• **Instruction 1**
Answer these questions from the vulnerability report:
(a) Which oracle implementation lacks security validations in its price update mechanism?
(b) What severity rating is the vulnerability given?
(c) What score does the Likelihood Assessment assign?
• **Instruction 2**
Reproduce the vulnerability report's text between "The RAAC protocol's" and "and borrowing calculations.", inclusive.

• **Page text**
◇ ◇ ◇
Oracle Price Manipulation and Validation Vulnerability in RAAC Protocol

laxraw

Oracle Price Manipulation and Validation Vulnerability in RAAC Protocol

Summary

The RAAC protocol's oracle implementation (RAACHousePriceOracle) lacks critical security validations and safeguards in its price update mechanism. While using Chainlink Functions for data fetching, the contract fails to implement essential security features such as staleness checks, price deviation limits, and update frequency controls. This vulnerability directly impacts the protocol's lending operations, particularly in the LendingPool contract where oracle prices are used for critical collateral valuations and borrowing calculations.

Severity

SEVERITY: HIGH

The severity is rated as HIGH based on the following factors:

  1. Impact Analysis:

    • Direct financial impact through price manipulation

    • Potential for complete protocol insolvency

    • Affects core lending functionality

    • No upper bound on potential losses

    • Score: 3/3 (Critical Impact)

  2. Likelihood Assessment:

    • Multiple unprotected attack vectors

    • No existing safeguards

    • Low technical barrier to exploit

    • Similar vulnerabilities exploited in production

    • Score: 3/3 (High Likelihood)
◇ ◇ ◇
• **Recorded information**
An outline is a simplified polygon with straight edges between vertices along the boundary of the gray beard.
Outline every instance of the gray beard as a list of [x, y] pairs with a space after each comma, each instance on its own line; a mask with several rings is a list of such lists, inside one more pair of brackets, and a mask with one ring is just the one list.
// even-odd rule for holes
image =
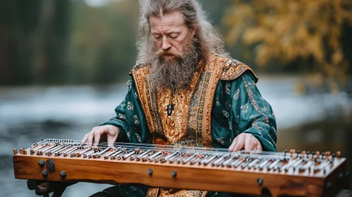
◇ ◇ ◇
• **Written reply 1**
(a) RAACHousePriceOracle
(b) HIGH
(c) 3/3 (High Likelihood)

• **Written reply 2**
The RAAC protocol's oracle implementation (RAACHousePriceOracle) lacks critical security validations and safeguards in its price update mechanism. While using Chainlink Functions for data fetching, the contract fails to implement essential security features such as staleness checks, price deviation limits, and update frequency controls. This vulnerability directly impacts the protocol's lending operations, particularly in the LendingPool contract where oracle prices are used for critical collateral valuations and borrowing calculations.